Task goal> All records are to be printed exactly as they appear.

Data for processing>
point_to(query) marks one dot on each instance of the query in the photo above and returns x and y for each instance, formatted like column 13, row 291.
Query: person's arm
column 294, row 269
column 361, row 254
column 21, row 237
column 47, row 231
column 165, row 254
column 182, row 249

Written response>
point_to(query) marks one dot on each instance of the query in the photo above and returns x and y for each instance, formatted like column 13, row 291.
Query: person's arm
column 294, row 269
column 361, row 254
column 21, row 237
column 47, row 231
column 165, row 254
column 182, row 249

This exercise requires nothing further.